■ Task details: Count how many of the lines below contain the string "drainpipe", treating uppercase and lowercase as distinct. Reply with the number alone.

++++++++

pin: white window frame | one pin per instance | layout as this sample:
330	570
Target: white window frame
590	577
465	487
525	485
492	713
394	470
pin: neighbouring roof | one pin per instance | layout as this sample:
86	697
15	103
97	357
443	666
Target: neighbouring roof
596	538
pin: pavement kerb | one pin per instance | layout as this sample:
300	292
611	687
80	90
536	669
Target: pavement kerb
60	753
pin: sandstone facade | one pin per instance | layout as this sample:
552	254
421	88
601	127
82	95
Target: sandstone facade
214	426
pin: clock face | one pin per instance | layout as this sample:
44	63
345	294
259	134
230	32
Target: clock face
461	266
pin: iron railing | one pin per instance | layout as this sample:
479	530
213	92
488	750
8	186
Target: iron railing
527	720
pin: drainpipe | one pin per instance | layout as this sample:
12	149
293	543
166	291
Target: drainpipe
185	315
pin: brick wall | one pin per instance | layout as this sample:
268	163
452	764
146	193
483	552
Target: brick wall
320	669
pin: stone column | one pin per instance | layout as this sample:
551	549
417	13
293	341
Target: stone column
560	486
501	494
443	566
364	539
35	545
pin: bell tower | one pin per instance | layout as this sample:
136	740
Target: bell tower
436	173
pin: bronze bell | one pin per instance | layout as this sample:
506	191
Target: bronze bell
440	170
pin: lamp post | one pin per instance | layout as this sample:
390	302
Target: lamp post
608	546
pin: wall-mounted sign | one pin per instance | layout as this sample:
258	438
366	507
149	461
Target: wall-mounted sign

++++++++

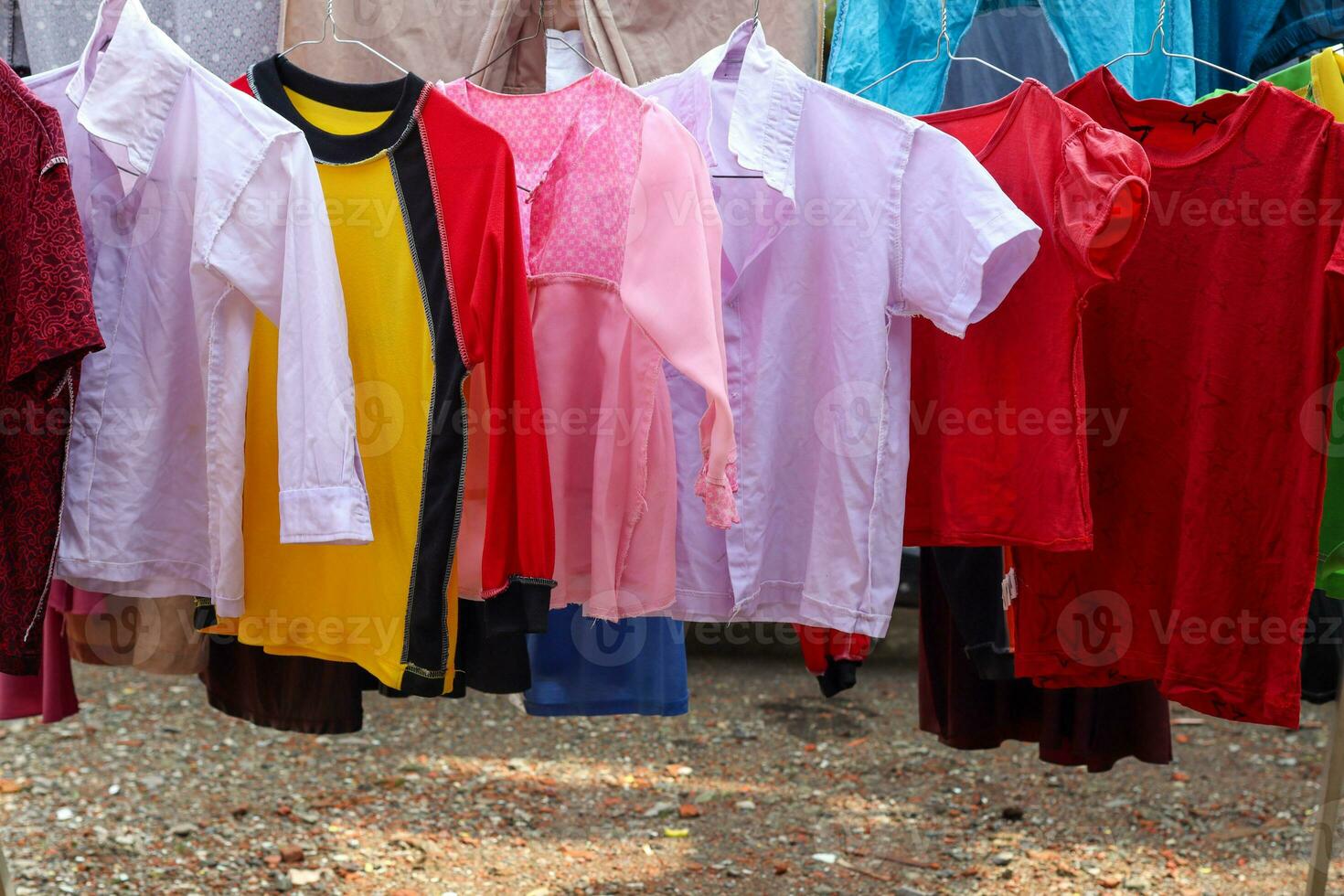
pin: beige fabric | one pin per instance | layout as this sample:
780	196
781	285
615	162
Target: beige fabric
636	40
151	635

++++++++

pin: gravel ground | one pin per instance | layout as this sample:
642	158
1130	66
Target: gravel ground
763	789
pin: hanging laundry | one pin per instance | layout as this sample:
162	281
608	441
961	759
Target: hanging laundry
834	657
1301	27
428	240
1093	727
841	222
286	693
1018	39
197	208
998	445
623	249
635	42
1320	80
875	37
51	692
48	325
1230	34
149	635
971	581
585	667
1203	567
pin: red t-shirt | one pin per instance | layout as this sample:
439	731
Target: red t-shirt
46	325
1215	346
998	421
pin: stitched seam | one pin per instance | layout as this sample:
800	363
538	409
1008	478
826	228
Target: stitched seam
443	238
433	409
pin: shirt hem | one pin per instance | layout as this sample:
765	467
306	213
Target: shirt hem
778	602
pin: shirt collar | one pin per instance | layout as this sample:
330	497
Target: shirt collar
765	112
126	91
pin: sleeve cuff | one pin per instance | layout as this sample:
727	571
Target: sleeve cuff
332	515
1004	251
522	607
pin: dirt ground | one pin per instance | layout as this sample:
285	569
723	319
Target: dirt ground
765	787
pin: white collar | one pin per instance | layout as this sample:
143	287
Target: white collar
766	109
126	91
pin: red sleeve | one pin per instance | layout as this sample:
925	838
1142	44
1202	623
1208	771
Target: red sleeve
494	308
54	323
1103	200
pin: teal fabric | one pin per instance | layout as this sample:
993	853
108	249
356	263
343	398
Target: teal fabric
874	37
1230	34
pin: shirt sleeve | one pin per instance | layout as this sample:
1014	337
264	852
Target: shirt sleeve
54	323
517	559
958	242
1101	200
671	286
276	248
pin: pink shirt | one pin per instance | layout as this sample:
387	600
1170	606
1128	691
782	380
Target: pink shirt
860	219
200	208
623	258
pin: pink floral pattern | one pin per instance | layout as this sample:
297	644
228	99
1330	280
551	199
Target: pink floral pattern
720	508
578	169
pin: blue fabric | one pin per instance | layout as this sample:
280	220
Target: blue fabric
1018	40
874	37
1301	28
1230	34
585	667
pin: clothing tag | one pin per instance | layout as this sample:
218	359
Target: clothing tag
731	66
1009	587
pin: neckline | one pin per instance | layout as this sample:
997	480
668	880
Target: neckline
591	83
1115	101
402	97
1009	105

++++++++

■ Task response: 2